━━ Source information ━━

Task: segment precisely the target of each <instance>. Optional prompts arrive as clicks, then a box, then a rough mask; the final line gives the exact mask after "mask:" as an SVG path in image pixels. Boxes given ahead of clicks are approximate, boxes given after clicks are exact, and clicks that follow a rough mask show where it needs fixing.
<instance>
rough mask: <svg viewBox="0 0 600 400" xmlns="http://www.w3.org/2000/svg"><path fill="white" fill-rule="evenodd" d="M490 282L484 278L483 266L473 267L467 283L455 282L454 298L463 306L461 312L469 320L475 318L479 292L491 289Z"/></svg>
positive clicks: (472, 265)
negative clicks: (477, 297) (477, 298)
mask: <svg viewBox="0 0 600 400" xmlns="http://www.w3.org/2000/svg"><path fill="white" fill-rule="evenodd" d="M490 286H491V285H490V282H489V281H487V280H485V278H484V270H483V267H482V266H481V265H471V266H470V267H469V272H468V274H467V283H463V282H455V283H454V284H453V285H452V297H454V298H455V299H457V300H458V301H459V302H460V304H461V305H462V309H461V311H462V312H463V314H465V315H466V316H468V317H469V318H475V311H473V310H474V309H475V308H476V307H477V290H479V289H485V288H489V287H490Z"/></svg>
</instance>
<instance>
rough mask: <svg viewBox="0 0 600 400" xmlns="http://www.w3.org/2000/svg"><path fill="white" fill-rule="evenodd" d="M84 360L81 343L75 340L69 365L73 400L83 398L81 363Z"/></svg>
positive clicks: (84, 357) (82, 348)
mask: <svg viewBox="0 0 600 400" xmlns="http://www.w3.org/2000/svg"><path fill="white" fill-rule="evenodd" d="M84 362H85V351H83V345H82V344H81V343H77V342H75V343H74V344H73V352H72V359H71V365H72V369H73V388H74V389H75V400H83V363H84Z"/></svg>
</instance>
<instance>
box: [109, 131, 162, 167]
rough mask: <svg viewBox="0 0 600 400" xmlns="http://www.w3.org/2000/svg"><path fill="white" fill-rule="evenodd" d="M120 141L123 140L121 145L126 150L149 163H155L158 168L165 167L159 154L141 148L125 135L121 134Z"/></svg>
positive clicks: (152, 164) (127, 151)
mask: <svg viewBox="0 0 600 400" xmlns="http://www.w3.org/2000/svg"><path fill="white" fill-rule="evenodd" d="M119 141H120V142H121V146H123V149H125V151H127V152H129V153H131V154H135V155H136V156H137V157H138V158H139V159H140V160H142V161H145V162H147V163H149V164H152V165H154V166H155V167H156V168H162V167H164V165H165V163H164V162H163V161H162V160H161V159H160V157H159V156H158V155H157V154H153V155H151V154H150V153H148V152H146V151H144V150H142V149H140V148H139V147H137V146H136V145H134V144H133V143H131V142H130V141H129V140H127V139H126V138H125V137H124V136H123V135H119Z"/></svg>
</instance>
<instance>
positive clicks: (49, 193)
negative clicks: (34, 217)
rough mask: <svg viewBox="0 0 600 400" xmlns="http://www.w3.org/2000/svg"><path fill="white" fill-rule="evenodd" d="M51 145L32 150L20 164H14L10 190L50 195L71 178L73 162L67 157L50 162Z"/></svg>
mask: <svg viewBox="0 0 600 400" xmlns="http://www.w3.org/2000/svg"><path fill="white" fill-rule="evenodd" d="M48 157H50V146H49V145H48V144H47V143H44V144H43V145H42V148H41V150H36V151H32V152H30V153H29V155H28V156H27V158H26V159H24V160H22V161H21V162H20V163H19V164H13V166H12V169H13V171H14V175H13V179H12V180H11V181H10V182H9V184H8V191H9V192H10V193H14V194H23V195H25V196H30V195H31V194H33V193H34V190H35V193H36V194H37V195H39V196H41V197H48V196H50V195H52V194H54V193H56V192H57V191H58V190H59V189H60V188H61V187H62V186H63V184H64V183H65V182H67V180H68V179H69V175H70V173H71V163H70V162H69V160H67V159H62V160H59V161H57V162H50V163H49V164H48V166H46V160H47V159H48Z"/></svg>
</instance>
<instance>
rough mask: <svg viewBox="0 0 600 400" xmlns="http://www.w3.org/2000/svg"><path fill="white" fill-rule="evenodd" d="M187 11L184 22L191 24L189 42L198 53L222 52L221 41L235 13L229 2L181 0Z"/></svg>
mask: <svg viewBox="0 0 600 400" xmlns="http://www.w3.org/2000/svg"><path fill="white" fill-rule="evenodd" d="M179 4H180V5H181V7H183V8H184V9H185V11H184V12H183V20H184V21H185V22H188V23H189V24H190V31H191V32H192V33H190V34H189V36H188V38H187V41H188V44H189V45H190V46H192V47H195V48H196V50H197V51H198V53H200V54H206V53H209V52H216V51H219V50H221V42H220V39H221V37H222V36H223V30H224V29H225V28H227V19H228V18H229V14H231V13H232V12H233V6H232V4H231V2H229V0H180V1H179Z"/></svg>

━━━

**Action item:**
Of the lines above, output exactly those from the line bearing "positive clicks: (152, 164) (127, 151)" through the line bearing "negative clicks: (34, 217)", inclusive.

**Exercise output:**
positive clicks: (152, 164) (127, 151)
mask: <svg viewBox="0 0 600 400" xmlns="http://www.w3.org/2000/svg"><path fill="white" fill-rule="evenodd" d="M119 141H120V142H121V146H123V149H125V151H127V152H129V153H131V154H135V155H136V156H137V157H138V158H139V159H140V160H142V161H145V162H147V163H149V164H152V165H154V166H155V167H156V168H162V167H164V165H165V163H164V162H163V161H162V160H161V159H160V157H159V156H158V155H157V154H153V155H151V154H150V153H148V152H146V151H144V150H142V149H140V148H139V147H137V146H136V145H134V144H133V143H131V142H130V141H129V140H127V139H126V138H125V137H124V136H123V135H119Z"/></svg>
</instance>
<instance>
positive clicks: (49, 193)
negative clicks: (34, 217)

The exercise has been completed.